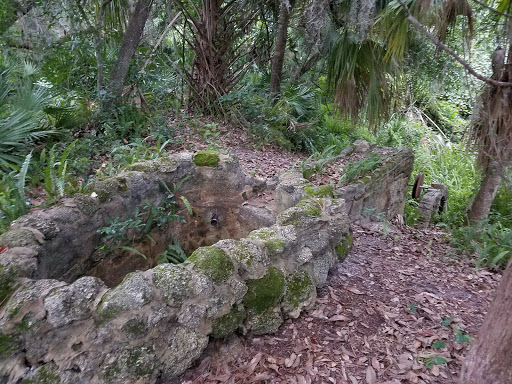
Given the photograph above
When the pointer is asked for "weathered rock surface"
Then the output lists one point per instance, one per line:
(153, 324)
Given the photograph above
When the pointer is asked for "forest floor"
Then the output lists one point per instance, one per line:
(402, 308)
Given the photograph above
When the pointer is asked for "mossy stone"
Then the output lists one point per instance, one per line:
(105, 189)
(227, 324)
(265, 292)
(7, 344)
(343, 248)
(46, 374)
(172, 281)
(6, 283)
(298, 288)
(132, 364)
(213, 262)
(19, 238)
(262, 233)
(275, 246)
(134, 328)
(320, 191)
(207, 158)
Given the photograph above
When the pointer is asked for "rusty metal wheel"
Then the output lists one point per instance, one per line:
(416, 188)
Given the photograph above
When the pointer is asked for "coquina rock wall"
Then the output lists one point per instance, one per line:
(384, 190)
(152, 325)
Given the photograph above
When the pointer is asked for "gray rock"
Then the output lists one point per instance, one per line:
(73, 302)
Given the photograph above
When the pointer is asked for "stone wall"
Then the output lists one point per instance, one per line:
(60, 327)
(61, 242)
(155, 323)
(384, 190)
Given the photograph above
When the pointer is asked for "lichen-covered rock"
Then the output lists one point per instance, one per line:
(343, 248)
(265, 292)
(264, 322)
(252, 262)
(29, 292)
(303, 215)
(213, 262)
(22, 237)
(106, 189)
(321, 265)
(45, 374)
(133, 293)
(72, 302)
(300, 293)
(131, 364)
(321, 191)
(289, 190)
(229, 323)
(179, 347)
(207, 158)
(172, 281)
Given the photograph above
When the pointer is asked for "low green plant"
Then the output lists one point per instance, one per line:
(13, 201)
(120, 232)
(489, 244)
(173, 253)
(314, 163)
(352, 171)
(57, 179)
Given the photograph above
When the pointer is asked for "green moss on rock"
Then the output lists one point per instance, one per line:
(298, 288)
(265, 292)
(262, 233)
(343, 248)
(47, 374)
(7, 344)
(207, 158)
(6, 283)
(275, 246)
(213, 262)
(105, 189)
(19, 238)
(265, 322)
(134, 328)
(320, 191)
(227, 324)
(172, 281)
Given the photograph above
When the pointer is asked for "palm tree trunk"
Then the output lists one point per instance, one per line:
(485, 196)
(489, 360)
(131, 40)
(278, 58)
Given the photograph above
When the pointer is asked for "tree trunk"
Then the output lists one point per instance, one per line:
(280, 49)
(483, 200)
(131, 40)
(489, 360)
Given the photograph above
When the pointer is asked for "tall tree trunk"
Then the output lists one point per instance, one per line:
(489, 360)
(280, 49)
(131, 40)
(483, 200)
(98, 46)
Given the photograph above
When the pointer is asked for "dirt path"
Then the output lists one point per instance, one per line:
(398, 310)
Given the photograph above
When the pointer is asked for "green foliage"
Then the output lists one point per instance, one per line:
(353, 171)
(461, 337)
(314, 163)
(173, 253)
(120, 231)
(490, 244)
(55, 172)
(13, 202)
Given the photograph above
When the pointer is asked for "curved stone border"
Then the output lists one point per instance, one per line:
(155, 323)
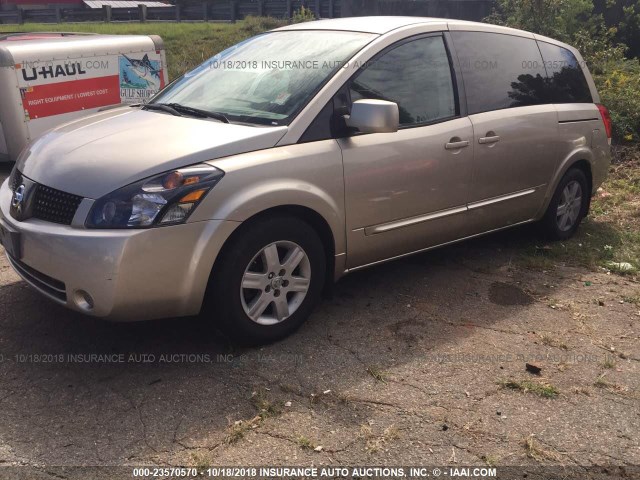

━━━━━━━━━━━━━━━━━━━━━━━━━━━━━━

Which lines in the entries above contain the word "trunk" with its case matching exactly? Copy each such line in full.

When the pointer is asked for "palm tree trunk"
When the pointer is asked for "tree trunk"
When the pointer is asked for "tall tree trunk"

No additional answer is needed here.